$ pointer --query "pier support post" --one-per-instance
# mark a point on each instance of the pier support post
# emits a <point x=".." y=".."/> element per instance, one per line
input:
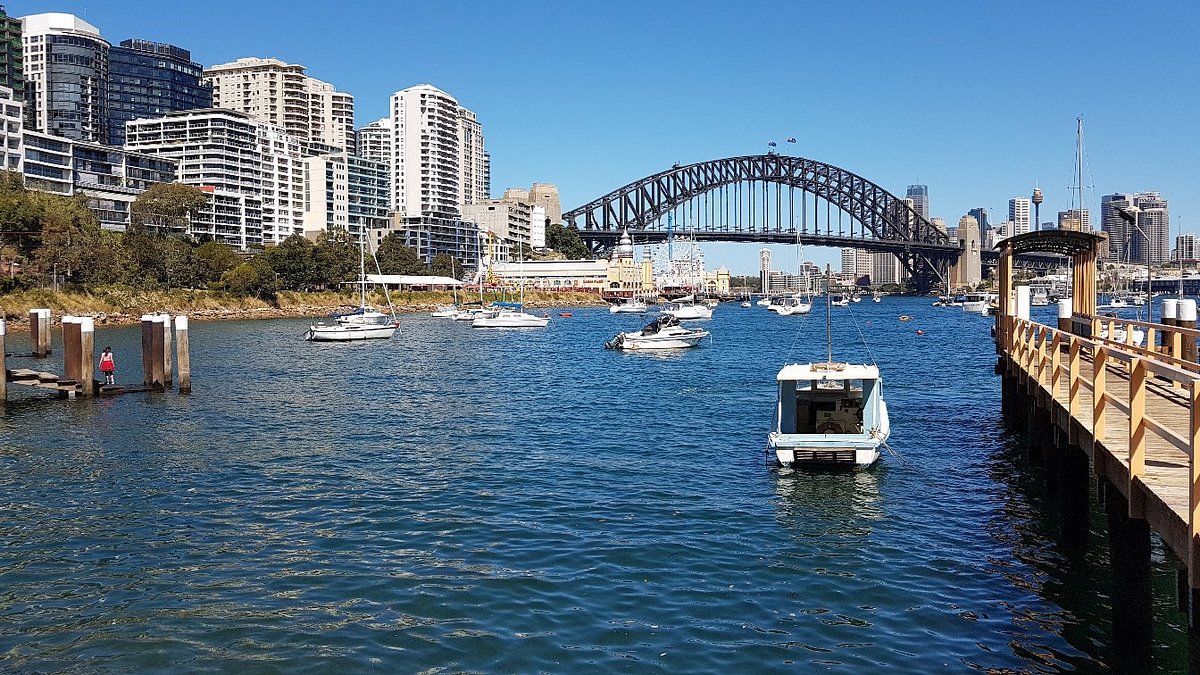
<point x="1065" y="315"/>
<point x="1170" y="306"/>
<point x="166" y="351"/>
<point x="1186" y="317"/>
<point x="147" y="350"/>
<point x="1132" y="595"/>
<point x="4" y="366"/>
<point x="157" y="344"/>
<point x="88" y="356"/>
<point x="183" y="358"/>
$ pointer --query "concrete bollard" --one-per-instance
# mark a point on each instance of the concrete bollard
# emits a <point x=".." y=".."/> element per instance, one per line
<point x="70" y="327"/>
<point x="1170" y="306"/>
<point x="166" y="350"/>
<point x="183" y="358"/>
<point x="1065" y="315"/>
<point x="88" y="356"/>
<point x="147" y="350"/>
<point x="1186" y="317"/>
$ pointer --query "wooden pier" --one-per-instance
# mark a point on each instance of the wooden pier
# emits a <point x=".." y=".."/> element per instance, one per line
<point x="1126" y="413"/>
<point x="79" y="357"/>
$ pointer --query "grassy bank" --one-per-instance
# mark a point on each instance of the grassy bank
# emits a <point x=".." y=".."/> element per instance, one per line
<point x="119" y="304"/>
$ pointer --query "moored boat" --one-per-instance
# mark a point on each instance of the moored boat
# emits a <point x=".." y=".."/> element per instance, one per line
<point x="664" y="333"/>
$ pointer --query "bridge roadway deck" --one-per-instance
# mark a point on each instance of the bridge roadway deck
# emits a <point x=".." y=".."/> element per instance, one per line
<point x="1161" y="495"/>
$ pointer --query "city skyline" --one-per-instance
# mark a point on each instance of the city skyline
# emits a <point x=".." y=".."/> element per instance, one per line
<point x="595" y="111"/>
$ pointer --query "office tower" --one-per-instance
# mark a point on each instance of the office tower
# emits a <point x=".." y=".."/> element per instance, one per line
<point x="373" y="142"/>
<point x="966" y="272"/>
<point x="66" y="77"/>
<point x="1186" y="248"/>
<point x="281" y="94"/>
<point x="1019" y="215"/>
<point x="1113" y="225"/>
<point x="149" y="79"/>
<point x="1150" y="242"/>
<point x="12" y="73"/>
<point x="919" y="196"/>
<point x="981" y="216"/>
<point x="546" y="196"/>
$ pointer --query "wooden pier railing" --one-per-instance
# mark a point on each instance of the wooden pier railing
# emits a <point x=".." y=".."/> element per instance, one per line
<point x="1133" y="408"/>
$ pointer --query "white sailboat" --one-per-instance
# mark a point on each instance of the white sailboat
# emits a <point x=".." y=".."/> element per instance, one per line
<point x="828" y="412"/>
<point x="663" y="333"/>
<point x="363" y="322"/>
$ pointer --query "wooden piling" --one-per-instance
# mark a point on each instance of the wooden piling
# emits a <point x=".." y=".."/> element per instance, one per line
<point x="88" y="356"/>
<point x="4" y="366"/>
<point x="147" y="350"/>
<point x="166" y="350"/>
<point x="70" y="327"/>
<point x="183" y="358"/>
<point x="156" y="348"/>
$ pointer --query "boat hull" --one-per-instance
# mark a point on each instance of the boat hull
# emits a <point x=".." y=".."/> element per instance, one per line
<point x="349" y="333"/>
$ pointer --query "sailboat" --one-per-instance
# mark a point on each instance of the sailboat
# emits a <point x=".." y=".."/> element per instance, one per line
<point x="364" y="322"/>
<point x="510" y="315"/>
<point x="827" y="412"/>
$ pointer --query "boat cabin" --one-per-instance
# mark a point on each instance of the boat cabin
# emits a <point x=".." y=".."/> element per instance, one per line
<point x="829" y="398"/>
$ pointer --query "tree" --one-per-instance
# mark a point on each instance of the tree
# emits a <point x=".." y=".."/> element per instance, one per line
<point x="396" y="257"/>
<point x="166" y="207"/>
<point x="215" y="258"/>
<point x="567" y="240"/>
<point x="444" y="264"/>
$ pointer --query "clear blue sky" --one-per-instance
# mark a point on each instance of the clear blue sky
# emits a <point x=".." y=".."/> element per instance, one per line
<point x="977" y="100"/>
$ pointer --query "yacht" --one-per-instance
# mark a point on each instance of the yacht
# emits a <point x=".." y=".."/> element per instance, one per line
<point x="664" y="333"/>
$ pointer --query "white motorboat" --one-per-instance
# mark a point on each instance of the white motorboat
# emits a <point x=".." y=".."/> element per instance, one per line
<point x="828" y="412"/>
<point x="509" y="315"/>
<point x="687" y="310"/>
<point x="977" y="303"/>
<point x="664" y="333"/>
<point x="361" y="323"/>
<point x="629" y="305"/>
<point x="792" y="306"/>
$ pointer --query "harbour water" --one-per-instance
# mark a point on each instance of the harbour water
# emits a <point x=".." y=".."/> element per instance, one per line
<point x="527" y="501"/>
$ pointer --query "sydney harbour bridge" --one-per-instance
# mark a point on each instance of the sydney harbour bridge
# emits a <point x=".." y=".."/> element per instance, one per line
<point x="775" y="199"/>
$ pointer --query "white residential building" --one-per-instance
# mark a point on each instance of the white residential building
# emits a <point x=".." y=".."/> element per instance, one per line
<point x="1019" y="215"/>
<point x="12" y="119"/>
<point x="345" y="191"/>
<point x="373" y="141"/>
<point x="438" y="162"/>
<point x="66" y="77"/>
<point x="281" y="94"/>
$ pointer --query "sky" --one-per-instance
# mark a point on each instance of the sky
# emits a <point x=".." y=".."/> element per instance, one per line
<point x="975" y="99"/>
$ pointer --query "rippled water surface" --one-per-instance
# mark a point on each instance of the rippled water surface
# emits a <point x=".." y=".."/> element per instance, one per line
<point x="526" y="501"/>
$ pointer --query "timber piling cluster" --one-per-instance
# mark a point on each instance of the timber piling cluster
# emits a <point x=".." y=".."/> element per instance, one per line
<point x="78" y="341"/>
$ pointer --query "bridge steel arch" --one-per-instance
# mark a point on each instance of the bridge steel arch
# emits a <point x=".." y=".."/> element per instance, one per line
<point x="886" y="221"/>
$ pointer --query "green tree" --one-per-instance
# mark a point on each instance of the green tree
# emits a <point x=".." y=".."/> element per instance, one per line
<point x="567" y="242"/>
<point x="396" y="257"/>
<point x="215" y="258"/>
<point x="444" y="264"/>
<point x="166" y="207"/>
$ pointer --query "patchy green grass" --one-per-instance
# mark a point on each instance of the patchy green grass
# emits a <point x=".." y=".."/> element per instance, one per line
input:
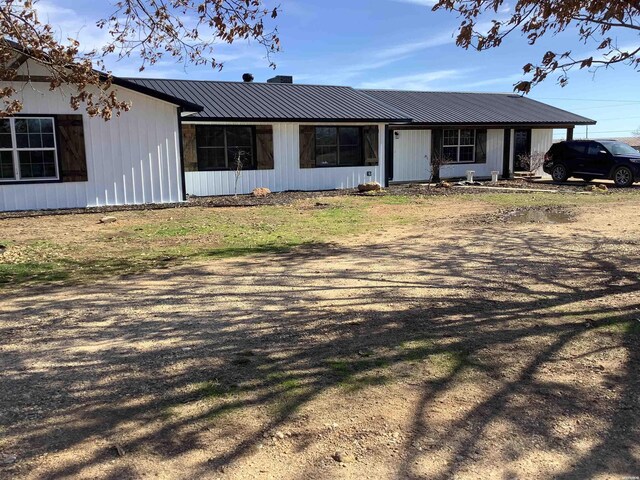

- What you need to do:
Leaving the pictures aside, give back all the records exactly as they are.

- Expected answer:
$ pointer --query "pier support post" --one-per-instance
# mark a point on each instance of the pier support post
# emits a <point x=".." y=".."/> element per instance, one per line
input:
<point x="1065" y="315"/>
<point x="1170" y="306"/>
<point x="166" y="351"/>
<point x="1186" y="317"/>
<point x="147" y="350"/>
<point x="1132" y="595"/>
<point x="4" y="366"/>
<point x="157" y="344"/>
<point x="88" y="356"/>
<point x="183" y="358"/>
$ pointer --query "concrete bollard" --one-per-instance
# mark a point on each instance of the concrete bollard
# emits a <point x=".." y=".."/> element per instance, one per line
<point x="70" y="327"/>
<point x="1170" y="306"/>
<point x="166" y="350"/>
<point x="183" y="358"/>
<point x="1065" y="315"/>
<point x="88" y="356"/>
<point x="147" y="350"/>
<point x="1186" y="317"/>
$ pointer --query "wooden pier" --one-per-instance
# mark a point on each instance of the wooden pier
# emits a <point x=".." y=".."/> element per instance, one per line
<point x="1126" y="413"/>
<point x="79" y="357"/>
$ pointer --query "grassy bank" --one-per-instance
# mark a point on each instance of the grassy bank
# emits a <point x=".." y=".."/> element per instance, one per line
<point x="119" y="304"/>
$ pointer --query "moored boat" --one-per-instance
# mark a point on each instance of the moored boat
# emits a <point x=".." y=".."/> element per instance, one per line
<point x="664" y="333"/>
$ pointer --query "bridge roadway deck" --one-per-instance
# mark a point on each instance of the bridge roadway deck
# emits a <point x=".." y=".."/> element per instance, one per line
<point x="1161" y="495"/>
$ pointer --query "city skyline" --one-per-instance
# mark a point on each instance of the city skyline
# emits a <point x=".." y=".."/> element per instance, one per line
<point x="595" y="111"/>
$ pointer --query "office tower" --one-per-instance
# mark a point on each instance of the office tower
# emits a <point x=".." y=".."/> element per instance, one per line
<point x="373" y="142"/>
<point x="966" y="272"/>
<point x="66" y="77"/>
<point x="1186" y="248"/>
<point x="281" y="94"/>
<point x="1019" y="215"/>
<point x="1113" y="225"/>
<point x="149" y="79"/>
<point x="1150" y="242"/>
<point x="12" y="73"/>
<point x="919" y="196"/>
<point x="981" y="216"/>
<point x="546" y="196"/>
$ pointer --query "wooden pier railing" --one-per-instance
# mark a point on each instance of the wooden pier railing
# emits a <point x=".." y=".."/> element per instance, one per line
<point x="1133" y="408"/>
$ pointer --query "white sailboat" --one-per-instance
# mark a point on each instance of the white sailboat
# emits a <point x=".." y=".."/> element per instance, one per line
<point x="828" y="412"/>
<point x="663" y="333"/>
<point x="363" y="322"/>
$ pointer --query "wooden piling" --one-per-instance
# mark a point on each instance of the wooden piling
# emits a <point x=".." y=".."/> element per instance, one per line
<point x="88" y="356"/>
<point x="4" y="366"/>
<point x="147" y="350"/>
<point x="166" y="350"/>
<point x="70" y="327"/>
<point x="183" y="358"/>
<point x="156" y="348"/>
$ pointer --query "boat hull" --one-per-instance
# mark a point on each instance of the boat hull
# emits a <point x=".." y=".."/> element per instance, one per line
<point x="349" y="333"/>
$ pointer --query "sailboat" --one-per-instance
# mark a point on each instance of the sailboat
# emits a <point x=".." y=".."/> element per instance, one per line
<point x="364" y="322"/>
<point x="510" y="315"/>
<point x="827" y="412"/>
$ pointer --query "boat cabin" --one-per-instance
# mark a point on each instance of the boat cabin
# emits a <point x=".." y=".."/> element per instance, one per line
<point x="829" y="398"/>
$ pointer --query "tree" --one-per-instance
# mark a point on each instance of the tree
# emits a <point x=".." y=".."/> element per instance, one per line
<point x="396" y="257"/>
<point x="166" y="207"/>
<point x="215" y="258"/>
<point x="567" y="240"/>
<point x="444" y="264"/>
$ pointer --query "clear blue sky" --one-per-instance
# mark a point on each instance of the clear blue sky
# emits a <point x=".." y=".."/> element per instance, one per line
<point x="977" y="100"/>
$ pointer --query "yacht" --one-per-instance
# mark a point on each instance of the yacht
# emits a <point x=".." y=".."/> element per instance, one per line
<point x="664" y="333"/>
$ pointer --query "white motorboat" --one-per-instance
# mark a point on each instance of the white motorboat
# emits a <point x=".." y=".."/> element per instance, one per line
<point x="828" y="412"/>
<point x="509" y="315"/>
<point x="687" y="310"/>
<point x="977" y="303"/>
<point x="664" y="333"/>
<point x="361" y="323"/>
<point x="629" y="305"/>
<point x="792" y="306"/>
$ pointer --query "harbour water" --one-per-instance
# mark a point on each instance of the harbour water
# emits a <point x=".." y=".."/> element per instance, one per line
<point x="527" y="501"/>
$ pointer --query "sydney harbour bridge" --one-per-instance
# mark a point on each instance of the sydney harbour bridge
# emits a <point x=".." y=".."/> element per instance, one per line
<point x="775" y="199"/>
$ pointer --query "white residential building" --one-per-instance
# mark a point on each instance of the white residential building
# emits a <point x=".." y=".."/> element per instance, one per line
<point x="1019" y="215"/>
<point x="12" y="119"/>
<point x="345" y="191"/>
<point x="373" y="141"/>
<point x="438" y="162"/>
<point x="66" y="77"/>
<point x="281" y="94"/>
$ pointer --query "sky" --one-per-instance
# mark a point on each instance of the sky
# emits a <point x=".." y=".."/> element per instance, one per line
<point x="975" y="99"/>
$ pointer --query "rippled water surface" --one-per-instance
# mark a point on each instance of the rippled water surface
# emits a <point x=".." y=".."/> element per instance, one per line
<point x="526" y="501"/>
$ pointer --query "timber piling cluster" --one-per-instance
# mark a point on each instance of the timber piling cluster
# emits a <point x=".." y=".."/> element per instance, one per line
<point x="78" y="341"/>
$ pointer --query "bridge steel arch" --one-per-instance
# mark a point on each instance of the bridge steel arch
# emits a <point x=".." y=".."/> element per instance, one per line
<point x="886" y="221"/>
$ pointer --query "green tree" --one-per-instance
# mark a point on each instance of the green tree
# emits a <point x=".." y=".."/> element per instance, one per line
<point x="567" y="242"/>
<point x="396" y="257"/>
<point x="215" y="258"/>
<point x="444" y="264"/>
<point x="166" y="207"/>
$ pointer --query "patchy green grass" --one-per-instance
# mark a point on each instance of the patchy green grass
# emits a <point x=".." y=".."/> element per instance, one per line
input:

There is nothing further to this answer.